*** SELECTED EXCERPT Section Begins ***
Home inSight Morocco and Israel: Why Now?

Morocco and Israel: Why Now?

Shoshana Bryen
SOURCENewsweek

Morocco and Israel have had cooperative relations for years. Israelis of Moroccan descent have traveled back to see where their families lived, and the small Jewish communities of Rabat and Casablanca were generally respected and left alone. There was trade in the amount of $37 million in 2017, and it is growing. Before the pandemic, nearly 50,000 Israelis visited Morocco annually and more than 2,000 Moroccans visited Israel in 2019. Things were going nicely, albeit quietly—so why make it public now?

Because both countries had something to gain—and not only American recognition of Moroccan sovereignty over Western Sahara. The world is changing in ways that are both positive and negative and, for rulers like Morocco’s King Mohammed VI, hiding from the negative is not a good option. Instability in both North Africa and the second tier of African countries—Sudan, Chad, Niger, Mali, Mauritania and Nigeria—is threatening chaos. In the best of times, those countries represent difficult amalgams of (sometimes violently) competing religions, multiple (and sometimes violent) ethnic groups, corrupt governments and poverty. But these are not the best of times, and flames are being stoked by Iran, ISIS, the Muslim Brotherhood and al-Qaeda.

King Mohammed VI, as a direct descendant of the Prophet Muhammad, has enormous standing among Muslims, particularly in Africa, and the form of Islam he promotes is entirely different from that of Iran’s mullahs, al-Qaeda or ISIS. Al-Karaouine University is the oldest still-functioning university in the Islamic world. Founded in 859 C.E. by a female scholar, it has formulated family law that gives women rights in divorce and property ownership, and citizenship to children of non-Moroccan fathers. Female chaplains, called Morchidat, work in Muslim communities around the world. There is more, but it is enough to know that this road is a better fit for a multi-religious, multi-ethnic Africa than those envisioned by radical Islamists.

But the king needs partners—which accounts for Israel, and perhaps also for Israeli Prime Minister Benjamin Netanyahu’s planned visit to Cairo.

A little history is useful here. Israel faced a wall of rejection in the Middle East and North Africa from before its independence in 1948, but in much of the rest of the post-colonial, developing world, Israel—small, post-colonial, socialist—was a partner.

Consider how Cuba—Communist Cuba under Fidel Castro—was, for a time, a friend of Israel. Israeli agricultural workers were common, and when Israeli President Yitzhak Ben Zvi died in 1963, Castro declared three days of official mourning. Algerian dictator Ahmed Ben Bella subsequently canceled his trip to Havana; Castro said he didn’t care. Under pressure after 1967’s Six Day War to sever relations, Castro refused. Only in 1974—angling to become chairman of the Non-Aligned Movement and under pressure from oil-rich Arab countries—did Castro cut Israel loose.
*** SELECTED EXCERPT Section Ends ***
*** INFORMATION GIVEN Section Begins ***
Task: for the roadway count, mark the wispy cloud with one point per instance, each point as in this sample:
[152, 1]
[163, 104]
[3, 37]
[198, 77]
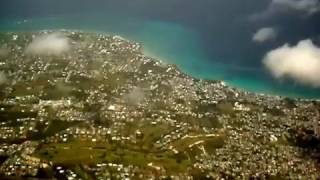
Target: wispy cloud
[265, 34]
[300, 63]
[276, 7]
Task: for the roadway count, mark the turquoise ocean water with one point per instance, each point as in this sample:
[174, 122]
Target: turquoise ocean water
[171, 43]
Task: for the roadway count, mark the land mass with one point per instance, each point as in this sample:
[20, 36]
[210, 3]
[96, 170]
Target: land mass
[104, 110]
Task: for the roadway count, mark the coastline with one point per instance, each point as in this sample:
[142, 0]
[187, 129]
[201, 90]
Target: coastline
[195, 68]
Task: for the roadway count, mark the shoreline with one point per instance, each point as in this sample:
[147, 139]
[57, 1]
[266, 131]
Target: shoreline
[147, 53]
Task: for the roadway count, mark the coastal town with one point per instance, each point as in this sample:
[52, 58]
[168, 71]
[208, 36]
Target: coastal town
[104, 110]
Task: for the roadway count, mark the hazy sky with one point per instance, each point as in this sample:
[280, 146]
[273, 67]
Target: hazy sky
[227, 26]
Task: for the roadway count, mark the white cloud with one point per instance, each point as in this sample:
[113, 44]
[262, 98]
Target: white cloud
[300, 63]
[306, 7]
[49, 44]
[265, 34]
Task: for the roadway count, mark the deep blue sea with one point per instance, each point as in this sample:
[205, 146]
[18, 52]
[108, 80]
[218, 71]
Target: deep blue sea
[196, 52]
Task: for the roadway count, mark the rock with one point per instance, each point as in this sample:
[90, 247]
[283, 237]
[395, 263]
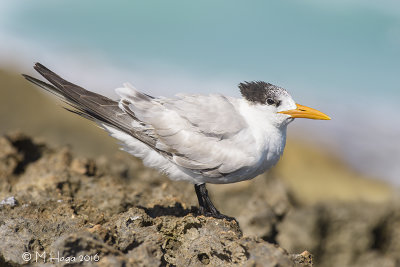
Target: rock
[113, 211]
[10, 201]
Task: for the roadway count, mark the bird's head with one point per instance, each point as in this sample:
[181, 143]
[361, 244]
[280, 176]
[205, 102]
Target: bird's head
[278, 103]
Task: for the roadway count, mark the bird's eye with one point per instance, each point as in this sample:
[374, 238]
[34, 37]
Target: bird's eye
[270, 101]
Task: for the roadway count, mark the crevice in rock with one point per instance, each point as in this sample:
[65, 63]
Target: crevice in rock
[31, 152]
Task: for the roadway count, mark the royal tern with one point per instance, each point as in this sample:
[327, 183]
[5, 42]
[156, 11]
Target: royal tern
[197, 138]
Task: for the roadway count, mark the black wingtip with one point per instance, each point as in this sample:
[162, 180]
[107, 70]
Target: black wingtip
[41, 68]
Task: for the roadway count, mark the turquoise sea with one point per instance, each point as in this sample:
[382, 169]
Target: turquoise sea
[342, 57]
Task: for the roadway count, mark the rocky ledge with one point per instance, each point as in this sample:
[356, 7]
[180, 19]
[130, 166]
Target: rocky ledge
[56, 208]
[111, 211]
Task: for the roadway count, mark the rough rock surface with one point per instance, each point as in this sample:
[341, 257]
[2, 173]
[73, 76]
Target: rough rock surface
[112, 211]
[56, 208]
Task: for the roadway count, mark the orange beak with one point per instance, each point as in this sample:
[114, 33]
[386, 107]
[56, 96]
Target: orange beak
[306, 112]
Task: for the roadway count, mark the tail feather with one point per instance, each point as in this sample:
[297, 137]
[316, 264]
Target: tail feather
[84, 103]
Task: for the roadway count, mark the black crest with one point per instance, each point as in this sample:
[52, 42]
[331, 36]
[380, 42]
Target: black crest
[259, 92]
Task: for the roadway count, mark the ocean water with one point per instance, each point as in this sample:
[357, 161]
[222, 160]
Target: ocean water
[342, 57]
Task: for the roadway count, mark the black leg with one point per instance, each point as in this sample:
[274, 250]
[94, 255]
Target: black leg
[206, 207]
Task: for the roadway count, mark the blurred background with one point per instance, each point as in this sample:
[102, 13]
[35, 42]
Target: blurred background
[341, 57]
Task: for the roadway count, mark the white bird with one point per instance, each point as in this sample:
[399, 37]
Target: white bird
[196, 138]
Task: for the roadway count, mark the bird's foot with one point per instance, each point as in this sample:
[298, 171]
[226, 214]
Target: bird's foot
[215, 214]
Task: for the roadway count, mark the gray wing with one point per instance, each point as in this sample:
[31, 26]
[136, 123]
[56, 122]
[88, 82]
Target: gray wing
[204, 134]
[90, 105]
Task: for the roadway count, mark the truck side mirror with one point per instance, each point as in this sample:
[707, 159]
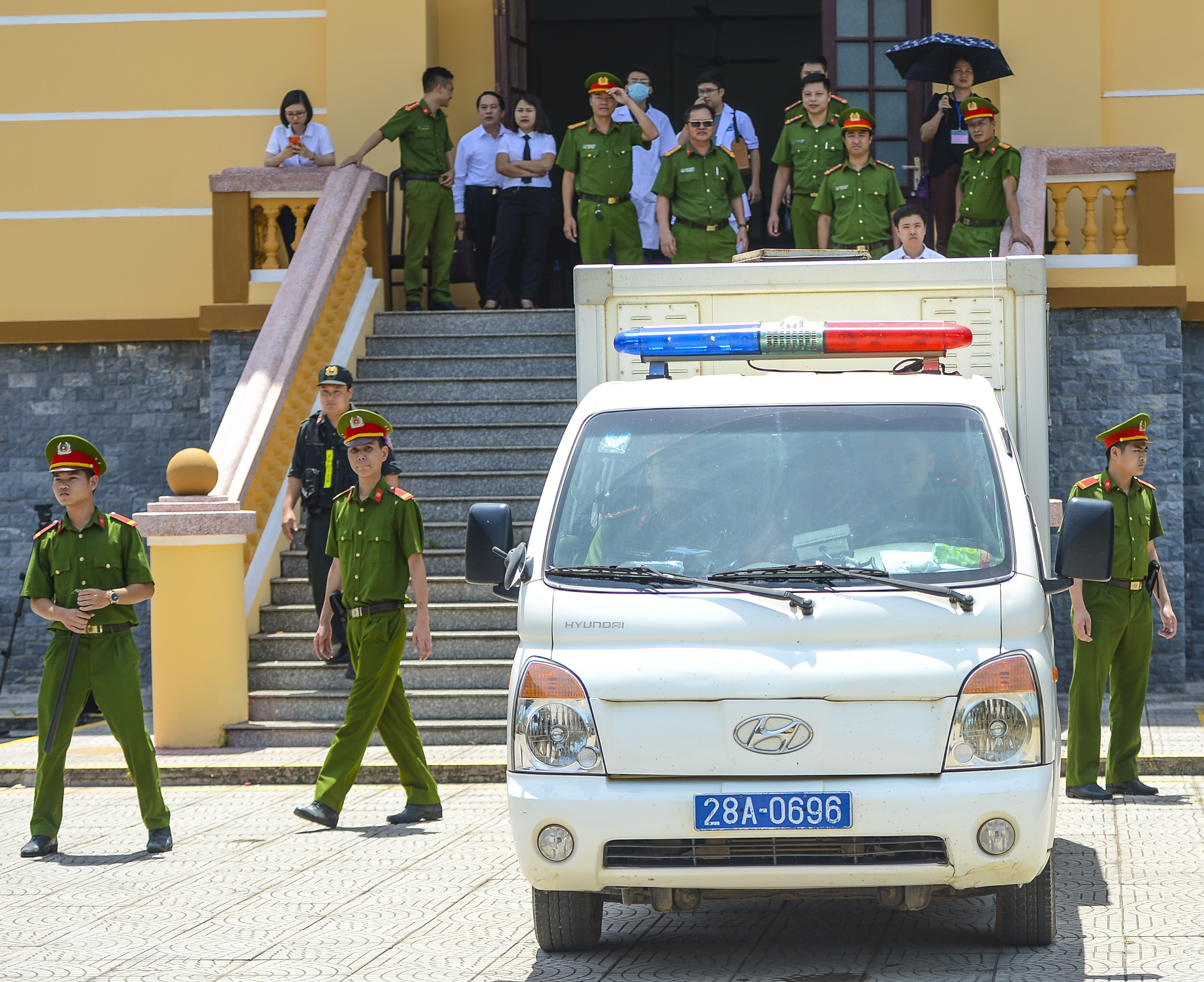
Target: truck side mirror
[490, 527]
[1085, 544]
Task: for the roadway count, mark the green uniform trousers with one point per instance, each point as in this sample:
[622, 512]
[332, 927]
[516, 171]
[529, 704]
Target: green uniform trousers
[971, 242]
[1123, 632]
[430, 211]
[805, 221]
[106, 665]
[619, 226]
[702, 246]
[377, 702]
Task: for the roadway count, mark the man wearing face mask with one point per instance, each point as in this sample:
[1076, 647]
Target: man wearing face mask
[647, 163]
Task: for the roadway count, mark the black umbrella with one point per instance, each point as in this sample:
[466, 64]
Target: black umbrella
[931, 59]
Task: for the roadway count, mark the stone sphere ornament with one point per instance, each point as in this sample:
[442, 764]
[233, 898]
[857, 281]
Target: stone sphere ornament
[192, 473]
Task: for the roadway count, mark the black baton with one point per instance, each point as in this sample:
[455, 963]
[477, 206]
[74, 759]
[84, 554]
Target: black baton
[53, 731]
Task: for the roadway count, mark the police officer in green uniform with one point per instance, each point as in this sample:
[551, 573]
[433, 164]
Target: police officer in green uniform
[376, 545]
[87, 573]
[319, 472]
[810, 146]
[596, 159]
[1114, 626]
[857, 198]
[427, 155]
[987, 188]
[700, 185]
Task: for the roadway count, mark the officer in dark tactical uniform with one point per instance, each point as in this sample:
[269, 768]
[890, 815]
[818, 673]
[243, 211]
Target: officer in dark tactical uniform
[319, 472]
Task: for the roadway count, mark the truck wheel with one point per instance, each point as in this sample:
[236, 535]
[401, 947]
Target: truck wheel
[566, 921]
[1026, 915]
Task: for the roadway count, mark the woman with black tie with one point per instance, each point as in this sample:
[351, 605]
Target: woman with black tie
[524, 159]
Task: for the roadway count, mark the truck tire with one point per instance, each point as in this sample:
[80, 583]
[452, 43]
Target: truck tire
[1027, 915]
[566, 921]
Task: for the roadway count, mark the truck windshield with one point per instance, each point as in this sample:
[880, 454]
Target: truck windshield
[908, 491]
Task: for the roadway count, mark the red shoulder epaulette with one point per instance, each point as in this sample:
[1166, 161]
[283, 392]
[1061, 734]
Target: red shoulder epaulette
[40, 533]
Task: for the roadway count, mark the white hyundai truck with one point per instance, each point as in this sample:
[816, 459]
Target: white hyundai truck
[783, 610]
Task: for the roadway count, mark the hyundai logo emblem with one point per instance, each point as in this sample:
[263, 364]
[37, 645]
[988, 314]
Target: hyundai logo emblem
[772, 734]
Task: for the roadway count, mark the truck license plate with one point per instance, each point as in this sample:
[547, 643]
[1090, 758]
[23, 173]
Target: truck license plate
[831, 810]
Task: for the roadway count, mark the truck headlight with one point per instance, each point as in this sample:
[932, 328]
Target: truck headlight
[553, 727]
[999, 717]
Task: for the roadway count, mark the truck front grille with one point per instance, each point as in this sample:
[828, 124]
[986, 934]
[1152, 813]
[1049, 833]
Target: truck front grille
[774, 851]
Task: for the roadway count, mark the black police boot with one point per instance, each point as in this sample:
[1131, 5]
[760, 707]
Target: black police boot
[1133, 787]
[318, 812]
[1089, 793]
[159, 840]
[40, 845]
[412, 814]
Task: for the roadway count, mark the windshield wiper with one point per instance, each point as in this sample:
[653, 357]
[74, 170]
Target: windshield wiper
[647, 575]
[880, 578]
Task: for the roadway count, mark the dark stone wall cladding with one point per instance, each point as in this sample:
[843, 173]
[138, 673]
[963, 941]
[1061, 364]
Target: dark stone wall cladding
[139, 403]
[1107, 366]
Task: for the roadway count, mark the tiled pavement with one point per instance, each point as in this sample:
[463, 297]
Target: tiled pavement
[251, 893]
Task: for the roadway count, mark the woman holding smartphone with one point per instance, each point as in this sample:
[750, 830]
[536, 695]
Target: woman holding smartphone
[524, 212]
[299, 142]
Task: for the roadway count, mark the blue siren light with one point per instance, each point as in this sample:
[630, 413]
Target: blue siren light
[793, 338]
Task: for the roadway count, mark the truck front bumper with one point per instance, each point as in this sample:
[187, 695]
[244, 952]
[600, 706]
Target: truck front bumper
[953, 806]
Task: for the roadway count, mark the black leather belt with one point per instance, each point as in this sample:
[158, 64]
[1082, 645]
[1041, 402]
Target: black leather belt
[388, 605]
[605, 200]
[690, 225]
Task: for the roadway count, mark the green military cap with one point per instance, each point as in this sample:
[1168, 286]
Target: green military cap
[1131, 429]
[69, 451]
[856, 119]
[603, 81]
[362, 425]
[335, 375]
[977, 108]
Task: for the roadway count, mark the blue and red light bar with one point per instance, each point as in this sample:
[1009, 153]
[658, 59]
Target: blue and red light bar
[793, 338]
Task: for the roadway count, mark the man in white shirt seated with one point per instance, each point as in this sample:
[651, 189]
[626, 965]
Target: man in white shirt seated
[912, 229]
[647, 164]
[477, 182]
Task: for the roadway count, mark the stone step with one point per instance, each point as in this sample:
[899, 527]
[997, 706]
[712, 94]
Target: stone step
[445, 618]
[411, 436]
[317, 705]
[431, 674]
[466, 366]
[399, 323]
[481, 411]
[371, 392]
[426, 346]
[296, 733]
[479, 458]
[298, 646]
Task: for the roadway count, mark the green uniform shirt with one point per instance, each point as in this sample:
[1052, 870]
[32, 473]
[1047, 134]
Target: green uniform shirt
[105, 555]
[700, 187]
[982, 181]
[423, 138]
[1136, 519]
[811, 151]
[601, 161]
[860, 203]
[373, 540]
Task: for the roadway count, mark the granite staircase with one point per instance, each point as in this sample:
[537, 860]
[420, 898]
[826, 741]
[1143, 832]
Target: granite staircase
[479, 402]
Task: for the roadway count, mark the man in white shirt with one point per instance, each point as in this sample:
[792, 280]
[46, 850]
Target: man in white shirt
[912, 229]
[647, 164]
[731, 126]
[477, 182]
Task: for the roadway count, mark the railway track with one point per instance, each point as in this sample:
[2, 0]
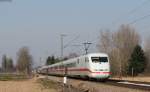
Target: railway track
[143, 86]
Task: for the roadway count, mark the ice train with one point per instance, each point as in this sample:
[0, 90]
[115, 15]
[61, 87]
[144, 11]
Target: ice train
[93, 65]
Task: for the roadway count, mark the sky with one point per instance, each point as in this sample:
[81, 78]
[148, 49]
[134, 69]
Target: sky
[38, 24]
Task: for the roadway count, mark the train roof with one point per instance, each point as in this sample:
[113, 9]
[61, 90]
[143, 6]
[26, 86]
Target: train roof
[88, 55]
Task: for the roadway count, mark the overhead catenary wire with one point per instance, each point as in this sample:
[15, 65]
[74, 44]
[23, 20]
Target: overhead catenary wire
[139, 19]
[130, 12]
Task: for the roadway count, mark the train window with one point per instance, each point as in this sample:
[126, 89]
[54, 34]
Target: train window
[99, 59]
[86, 59]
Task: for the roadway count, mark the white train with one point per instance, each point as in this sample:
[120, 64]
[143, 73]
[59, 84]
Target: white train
[94, 65]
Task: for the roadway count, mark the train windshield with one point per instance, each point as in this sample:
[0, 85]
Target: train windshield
[99, 59]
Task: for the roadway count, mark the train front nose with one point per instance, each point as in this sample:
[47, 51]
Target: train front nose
[100, 75]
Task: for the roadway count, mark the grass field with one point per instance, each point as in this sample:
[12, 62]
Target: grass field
[8, 77]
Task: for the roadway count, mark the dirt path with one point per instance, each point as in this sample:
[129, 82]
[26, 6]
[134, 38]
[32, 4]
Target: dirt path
[22, 86]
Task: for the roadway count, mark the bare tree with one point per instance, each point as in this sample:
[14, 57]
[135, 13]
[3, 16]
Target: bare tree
[147, 53]
[24, 62]
[4, 63]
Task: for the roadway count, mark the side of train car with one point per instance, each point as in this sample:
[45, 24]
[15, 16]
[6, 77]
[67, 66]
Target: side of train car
[95, 65]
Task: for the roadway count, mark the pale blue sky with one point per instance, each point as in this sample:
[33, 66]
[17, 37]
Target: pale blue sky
[39, 23]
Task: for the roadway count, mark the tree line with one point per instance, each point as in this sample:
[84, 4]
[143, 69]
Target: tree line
[128, 56]
[23, 64]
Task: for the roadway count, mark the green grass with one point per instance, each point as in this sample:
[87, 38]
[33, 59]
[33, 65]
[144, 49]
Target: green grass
[48, 84]
[11, 77]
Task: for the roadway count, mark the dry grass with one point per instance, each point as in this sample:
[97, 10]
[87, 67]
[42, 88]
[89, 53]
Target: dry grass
[141, 79]
[29, 85]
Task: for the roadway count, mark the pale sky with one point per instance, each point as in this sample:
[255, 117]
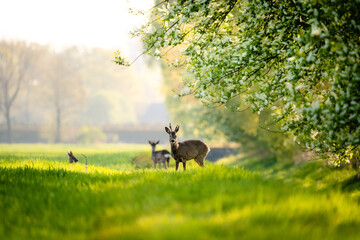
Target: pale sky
[61, 23]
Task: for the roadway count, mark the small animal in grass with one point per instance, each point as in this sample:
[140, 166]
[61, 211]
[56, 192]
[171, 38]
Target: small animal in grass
[159, 157]
[186, 150]
[72, 158]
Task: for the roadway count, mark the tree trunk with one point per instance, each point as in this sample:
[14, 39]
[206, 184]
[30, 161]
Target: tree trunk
[58, 125]
[8, 123]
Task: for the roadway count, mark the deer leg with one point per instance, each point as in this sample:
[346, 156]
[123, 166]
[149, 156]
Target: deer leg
[200, 160]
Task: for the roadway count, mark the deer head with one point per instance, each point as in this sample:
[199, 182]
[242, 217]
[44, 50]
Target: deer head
[172, 134]
[72, 158]
[153, 143]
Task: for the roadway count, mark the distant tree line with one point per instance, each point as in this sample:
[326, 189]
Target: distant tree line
[74, 86]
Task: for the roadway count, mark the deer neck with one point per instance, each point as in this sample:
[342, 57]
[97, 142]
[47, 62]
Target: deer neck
[153, 150]
[175, 147]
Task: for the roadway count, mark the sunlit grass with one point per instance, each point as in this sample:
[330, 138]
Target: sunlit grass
[47, 198]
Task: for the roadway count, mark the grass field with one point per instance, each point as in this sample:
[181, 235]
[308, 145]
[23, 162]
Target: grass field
[42, 196]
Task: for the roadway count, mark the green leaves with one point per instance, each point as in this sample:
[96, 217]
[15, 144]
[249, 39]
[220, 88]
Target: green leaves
[302, 55]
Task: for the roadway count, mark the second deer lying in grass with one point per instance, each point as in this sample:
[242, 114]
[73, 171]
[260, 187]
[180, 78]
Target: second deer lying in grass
[186, 150]
[160, 157]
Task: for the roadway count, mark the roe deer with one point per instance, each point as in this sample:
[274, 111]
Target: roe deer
[186, 150]
[72, 158]
[159, 157]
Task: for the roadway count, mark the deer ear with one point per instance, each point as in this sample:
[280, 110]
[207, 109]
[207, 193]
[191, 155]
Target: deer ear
[167, 130]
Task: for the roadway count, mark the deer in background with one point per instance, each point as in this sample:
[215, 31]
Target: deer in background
[159, 157]
[186, 150]
[72, 158]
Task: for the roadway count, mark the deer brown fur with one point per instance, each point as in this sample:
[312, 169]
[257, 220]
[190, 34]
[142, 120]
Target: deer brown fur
[159, 157]
[186, 150]
[72, 158]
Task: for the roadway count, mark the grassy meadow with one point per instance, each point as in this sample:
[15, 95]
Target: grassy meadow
[42, 196]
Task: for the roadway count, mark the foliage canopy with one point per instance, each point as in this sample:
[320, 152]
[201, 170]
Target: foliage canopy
[299, 58]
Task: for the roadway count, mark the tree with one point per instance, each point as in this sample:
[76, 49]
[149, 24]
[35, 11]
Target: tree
*** INFORMATION GIVEN Section Ends ***
PARTS OF THE EXERCISE ▸
A - From the article on Morocco and Israel, list the countries it names as the second tier of African countries.
B - Carry on the article on Morocco and Israel from its last sentence.

EXPECTED RESPONSES ▸
A - Sudan, Chad, Niger, Mali, Mauritania and Nigeria

B -
Ditto the African countries. After 1973’s Yom Kippur War, 25 African countries severed diplomatic relations with Israel—and canceled ongoing water and agriculture projects under pressure from both the Arab League and the Organization of African Unity. The African states knew it was a bad deal and jumped to re-establish relations following the Oslo Accords. The 20-year hiatus didn’t hurt Israel nearly as much as it did the people of those countries who threw away Israel’s advanced technology and capabilities.

At the opening of the third decade of the 21st century, it is time for a reckoning.

  • The so-called “Arab Spring” was a disaster for the people of the region.
  • U.S. policy there, and in the wars that followed, was not attuned to the needs of the people there.
  • The emergence of the U.S. as an energy exporter has made the traditional Arab oil-exporting countries less powerful.
  • The emergence of China as a lender that calls its loans and has acquired billions of dollars of hard assets in Africa further strains shaky African economies.
  • Iran’s funding and training of both Sunni and Shiite jihadists strains shaky African and Arab governments even more.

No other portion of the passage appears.